Nursing is an immensely rewarding career, yet the constant stress and physical strain can take their toll. For some, meditation may be the answer to lowering stress levels and finding a better mental and emotional balance.
How Is Meditation Beneficial?
Transcendental Meditation is a technique for relaxing while eliminating distracting or negative thoughts. According to WebMD, this type of meditation is adapted from an ancient Indian practice that involves sitting in a comfortable position while silently repeating the same phrase or mantra.
Meditation is used to treat a number of health issues that may affect nurses. It is often used to eliminate or minimize the effects of stress and anxiety on the body. According to the National Center for Complementary and Integrative Health, upon review of data from 36 clinical studies, meditation was found to lead to improved anxiety symptoms in nearly 70 percent of the trials. Further review of research in 2014 indicated that mindfulness meditation programs may help with anxiety and depression as well.

### DATASET EXTRACT
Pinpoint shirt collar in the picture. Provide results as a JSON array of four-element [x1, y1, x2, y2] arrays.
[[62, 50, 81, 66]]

### ACTIVITY LIST
1. Repeat everything from "Transcendental Meditation is" down to "depression as well." in the passage on nursing and meditation.
2. Using the passage on nursing and meditation, explain in one to three sentences why meditation may be the answer for some nurses.
Use only the passage on nursing and meditation.

### ANSWERS FOR EACH ITEM
1.
Transcendental Meditation is a technique for relaxing while eliminating distracting or negative thoughts. According to WebMD, this type of meditation is adapted from an ancient Indian practice that involves sitting in a comfortable position while silently repeating the same phrase or mantra.
Meditation is used to treat a number of health issues that may affect nurses. It is often used to eliminate or minimize the effects of stress and anxiety on the body. According to the National Center for Complementary and Integrative Health, upon review of data from 36 clinical studies, meditation was found to lead to improved anxiety symptoms in nearly 70 percent of the trials. Further review of research in 2014 indicated that mindfulness meditation programs may help with anxiety and depression as well.

2. Nursing brings constant stress and physical strain that can take their toll. Meditation may lower stress levels and help a nurse find a better mental and emotional balance.